■ **Page extract**
★ ★ ★
In the morning, Fran again fails to impress when she comes to breakfast in a bathrobe and slippers, while everyone else is fully dressed and prepared for their day. Fran hears about a backer's party Mr. Sheffield is hosting to fundraise for his production, and is excited to go along with the children—until they inform her that they, along with the nanny, are not invited. Fran ignores this and takes the kids to Danny's bridal shop where we meet Val, Fran's best friend. Fran states that she has a lot of work to do with the kids: Brighton's attitude, Gracie's mental health, and Maggie's lack of personality.

That evening, Fran, dressed in a loud, shimmering red dress in contrast to the other guests' drab colors, comes downstairs to join the party. She meets C.C. Babcock, Mr. Sheffield's business associate, who is not at all impressed with the new nanny. Mr. Sheffield, informing her that she and the children are not invited, quickly tries to usher her back upstairs—but not before the children come down, all dressed up and ready to join the festivities. Mr. Sheffield, surprised at how much Maggie "looks like her mother" when she is all dolled up, reluctantly agrees to allow them and Fran to stay. Their presence proves to be a hit with the guests and the party is a success, garnering Sheffield Productions multiple five-figure checks.

Mr. Sheffield hurries to his office to put away the final check of the evening, where he finds Maggie out on the balcony, engaging in her first kiss with one of the waiters from the party. Shocked and upset, Mr. Sheffield yells at them both and the waiter hurries out of the house, leaving Maggie in tears. Mr. Sheffield grounds her and sends her upstairs, angering Fran who states that Maggie should be excited about what is a very memorable evening, instead of crying. An argument between the two ensues and ends with Fran being fired.

Back at her mother's home, Fran is surprised to find Mr. Sheffield at the door, having been influenced by Niles to get Fran back. Mr. Sheffield proposes that they try and respect each other's differences before offering to give it another go. Fran, realizing that she is being re-hired, excitedly tells her mother of the news, who just-as-excitedly gets the camera ready as Fran jumps up and hugs the surprised Mr. Sheffield for a candid shot.
★ ★ ★
(Entries drawn from a collection)
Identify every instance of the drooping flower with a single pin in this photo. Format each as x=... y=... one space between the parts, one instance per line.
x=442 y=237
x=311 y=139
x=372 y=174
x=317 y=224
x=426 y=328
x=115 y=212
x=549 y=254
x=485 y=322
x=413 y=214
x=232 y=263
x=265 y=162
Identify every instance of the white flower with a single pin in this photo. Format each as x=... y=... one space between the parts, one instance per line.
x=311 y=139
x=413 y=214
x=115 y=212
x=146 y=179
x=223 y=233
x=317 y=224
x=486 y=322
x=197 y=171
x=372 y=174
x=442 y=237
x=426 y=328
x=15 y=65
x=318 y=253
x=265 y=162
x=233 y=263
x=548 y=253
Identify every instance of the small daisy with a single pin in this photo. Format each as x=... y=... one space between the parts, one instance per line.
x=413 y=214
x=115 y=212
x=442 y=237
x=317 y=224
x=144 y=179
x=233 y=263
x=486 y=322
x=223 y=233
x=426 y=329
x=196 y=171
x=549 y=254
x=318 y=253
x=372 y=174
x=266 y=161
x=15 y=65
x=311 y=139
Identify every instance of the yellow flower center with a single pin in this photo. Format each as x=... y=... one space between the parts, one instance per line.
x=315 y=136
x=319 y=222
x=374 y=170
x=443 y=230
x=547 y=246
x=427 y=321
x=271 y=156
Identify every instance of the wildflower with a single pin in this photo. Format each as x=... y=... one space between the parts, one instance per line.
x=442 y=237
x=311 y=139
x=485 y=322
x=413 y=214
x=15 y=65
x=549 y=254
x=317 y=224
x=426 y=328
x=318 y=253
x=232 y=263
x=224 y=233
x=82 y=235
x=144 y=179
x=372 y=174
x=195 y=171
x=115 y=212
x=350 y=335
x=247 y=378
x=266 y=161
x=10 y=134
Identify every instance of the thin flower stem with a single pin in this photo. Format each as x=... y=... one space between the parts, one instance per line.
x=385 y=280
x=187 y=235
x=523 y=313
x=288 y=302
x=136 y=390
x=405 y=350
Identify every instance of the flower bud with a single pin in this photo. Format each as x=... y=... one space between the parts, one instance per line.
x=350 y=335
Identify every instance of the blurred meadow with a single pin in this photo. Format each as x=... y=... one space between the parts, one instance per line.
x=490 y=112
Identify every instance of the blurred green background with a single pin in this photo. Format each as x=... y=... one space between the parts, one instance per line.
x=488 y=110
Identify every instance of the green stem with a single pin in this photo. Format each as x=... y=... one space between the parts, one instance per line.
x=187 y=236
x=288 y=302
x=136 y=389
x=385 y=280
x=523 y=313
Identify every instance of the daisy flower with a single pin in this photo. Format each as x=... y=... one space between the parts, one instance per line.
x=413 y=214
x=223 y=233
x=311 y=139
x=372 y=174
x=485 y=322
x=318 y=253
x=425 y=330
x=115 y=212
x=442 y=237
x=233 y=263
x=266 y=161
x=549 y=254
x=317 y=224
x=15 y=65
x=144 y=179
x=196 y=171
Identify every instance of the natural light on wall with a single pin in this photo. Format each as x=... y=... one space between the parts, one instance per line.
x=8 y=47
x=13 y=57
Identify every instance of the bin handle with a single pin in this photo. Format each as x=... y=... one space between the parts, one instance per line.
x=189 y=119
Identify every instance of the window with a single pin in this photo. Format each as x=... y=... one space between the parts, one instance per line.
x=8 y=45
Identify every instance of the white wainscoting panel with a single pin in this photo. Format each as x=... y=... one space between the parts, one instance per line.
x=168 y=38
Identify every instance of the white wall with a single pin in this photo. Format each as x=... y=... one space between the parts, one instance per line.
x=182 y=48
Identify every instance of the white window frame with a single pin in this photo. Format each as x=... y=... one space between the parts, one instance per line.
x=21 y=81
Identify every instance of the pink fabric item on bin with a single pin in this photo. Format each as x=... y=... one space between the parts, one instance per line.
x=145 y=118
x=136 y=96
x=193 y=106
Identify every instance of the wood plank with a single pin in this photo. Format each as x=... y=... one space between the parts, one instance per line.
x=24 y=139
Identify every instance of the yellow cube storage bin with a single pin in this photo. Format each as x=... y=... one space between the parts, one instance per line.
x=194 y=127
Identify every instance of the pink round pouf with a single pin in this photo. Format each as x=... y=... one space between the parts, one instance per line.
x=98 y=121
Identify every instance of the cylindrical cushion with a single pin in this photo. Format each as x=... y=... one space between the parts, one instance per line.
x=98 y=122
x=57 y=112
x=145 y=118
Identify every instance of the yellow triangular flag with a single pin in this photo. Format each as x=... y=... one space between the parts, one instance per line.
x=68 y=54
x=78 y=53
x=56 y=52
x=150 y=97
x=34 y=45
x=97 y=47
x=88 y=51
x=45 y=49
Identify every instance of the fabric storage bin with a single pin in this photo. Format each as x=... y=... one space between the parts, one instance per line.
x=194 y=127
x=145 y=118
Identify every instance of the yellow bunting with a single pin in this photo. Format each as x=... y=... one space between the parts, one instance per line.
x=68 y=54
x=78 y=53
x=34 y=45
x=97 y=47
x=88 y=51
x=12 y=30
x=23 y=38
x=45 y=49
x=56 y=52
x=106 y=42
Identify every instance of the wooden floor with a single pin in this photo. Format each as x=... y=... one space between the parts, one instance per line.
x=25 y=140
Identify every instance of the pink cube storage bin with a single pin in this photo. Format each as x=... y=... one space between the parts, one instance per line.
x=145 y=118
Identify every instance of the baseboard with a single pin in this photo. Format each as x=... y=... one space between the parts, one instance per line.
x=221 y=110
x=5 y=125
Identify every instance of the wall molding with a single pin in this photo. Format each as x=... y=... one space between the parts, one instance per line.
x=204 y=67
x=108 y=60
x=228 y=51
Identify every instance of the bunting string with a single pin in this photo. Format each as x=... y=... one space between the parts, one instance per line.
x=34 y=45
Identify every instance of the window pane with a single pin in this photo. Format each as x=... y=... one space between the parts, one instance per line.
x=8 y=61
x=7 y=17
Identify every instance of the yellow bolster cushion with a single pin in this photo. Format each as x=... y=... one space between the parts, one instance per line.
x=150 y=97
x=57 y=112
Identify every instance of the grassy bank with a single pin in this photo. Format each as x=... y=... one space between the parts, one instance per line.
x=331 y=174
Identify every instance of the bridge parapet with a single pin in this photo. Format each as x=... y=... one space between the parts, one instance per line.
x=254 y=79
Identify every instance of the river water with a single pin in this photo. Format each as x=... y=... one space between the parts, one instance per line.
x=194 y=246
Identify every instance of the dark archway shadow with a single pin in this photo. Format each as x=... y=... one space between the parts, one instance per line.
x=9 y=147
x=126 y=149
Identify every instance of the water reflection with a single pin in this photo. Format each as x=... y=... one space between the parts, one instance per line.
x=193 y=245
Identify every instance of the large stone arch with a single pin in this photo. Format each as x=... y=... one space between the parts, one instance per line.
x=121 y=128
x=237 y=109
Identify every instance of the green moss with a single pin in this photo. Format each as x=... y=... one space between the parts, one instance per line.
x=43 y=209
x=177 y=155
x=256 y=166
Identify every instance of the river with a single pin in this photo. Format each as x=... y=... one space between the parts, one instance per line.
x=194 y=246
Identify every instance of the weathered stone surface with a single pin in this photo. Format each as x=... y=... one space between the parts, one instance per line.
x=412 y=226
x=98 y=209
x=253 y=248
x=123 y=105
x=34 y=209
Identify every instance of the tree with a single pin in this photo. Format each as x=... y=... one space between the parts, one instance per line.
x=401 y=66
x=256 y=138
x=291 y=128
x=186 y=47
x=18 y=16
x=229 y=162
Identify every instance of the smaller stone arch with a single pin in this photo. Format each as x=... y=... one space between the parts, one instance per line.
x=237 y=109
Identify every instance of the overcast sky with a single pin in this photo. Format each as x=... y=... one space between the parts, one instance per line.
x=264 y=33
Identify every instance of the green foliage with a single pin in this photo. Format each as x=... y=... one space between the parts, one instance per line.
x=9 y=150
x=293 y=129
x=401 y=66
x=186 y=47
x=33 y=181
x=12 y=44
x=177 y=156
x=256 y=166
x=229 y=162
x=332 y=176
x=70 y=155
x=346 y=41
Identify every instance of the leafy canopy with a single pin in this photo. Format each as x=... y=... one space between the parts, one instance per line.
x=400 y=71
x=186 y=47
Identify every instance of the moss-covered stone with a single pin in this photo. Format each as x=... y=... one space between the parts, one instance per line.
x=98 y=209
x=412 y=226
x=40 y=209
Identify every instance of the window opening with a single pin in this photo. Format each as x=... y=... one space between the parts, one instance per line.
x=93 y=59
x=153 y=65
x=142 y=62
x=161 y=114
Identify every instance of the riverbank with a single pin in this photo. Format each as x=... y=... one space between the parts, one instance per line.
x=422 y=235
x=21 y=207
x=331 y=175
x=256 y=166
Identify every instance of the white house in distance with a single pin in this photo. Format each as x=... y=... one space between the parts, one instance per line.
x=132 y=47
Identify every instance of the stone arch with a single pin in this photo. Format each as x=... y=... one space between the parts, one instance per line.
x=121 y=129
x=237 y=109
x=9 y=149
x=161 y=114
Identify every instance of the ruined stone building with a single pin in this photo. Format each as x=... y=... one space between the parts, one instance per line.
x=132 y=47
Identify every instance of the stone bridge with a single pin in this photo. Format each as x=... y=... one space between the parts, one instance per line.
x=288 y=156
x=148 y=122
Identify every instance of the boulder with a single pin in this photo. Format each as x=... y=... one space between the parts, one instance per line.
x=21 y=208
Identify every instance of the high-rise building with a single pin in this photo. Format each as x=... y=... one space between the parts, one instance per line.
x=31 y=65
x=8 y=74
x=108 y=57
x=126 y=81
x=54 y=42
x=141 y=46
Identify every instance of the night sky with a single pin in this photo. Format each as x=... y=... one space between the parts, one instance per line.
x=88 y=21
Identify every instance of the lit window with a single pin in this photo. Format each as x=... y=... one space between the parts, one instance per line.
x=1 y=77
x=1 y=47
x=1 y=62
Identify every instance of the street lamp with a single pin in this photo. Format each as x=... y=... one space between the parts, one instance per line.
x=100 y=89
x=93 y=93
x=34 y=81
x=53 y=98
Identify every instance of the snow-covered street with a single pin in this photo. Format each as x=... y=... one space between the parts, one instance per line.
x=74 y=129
★ ★ ★
■ **Work order**
Retype the stretch of the plot summary from "Back at her" through "a candid shot.". The data has no connection to the plot summary above.

■ **Response to the task**
Back at her mother's home, Fran is surprised to find Mr. Sheffield at the door, having been influenced by Niles to get Fran back. Mr. Sheffield proposes that they try and respect each other's differences before offering to give it another go. Fran, realizing that she is being re-hired, excitedly tells her mother of the news, who just-as-excitedly gets the camera ready as Fran jumps up and hugs the surprised Mr. Sheffield for a candid shot.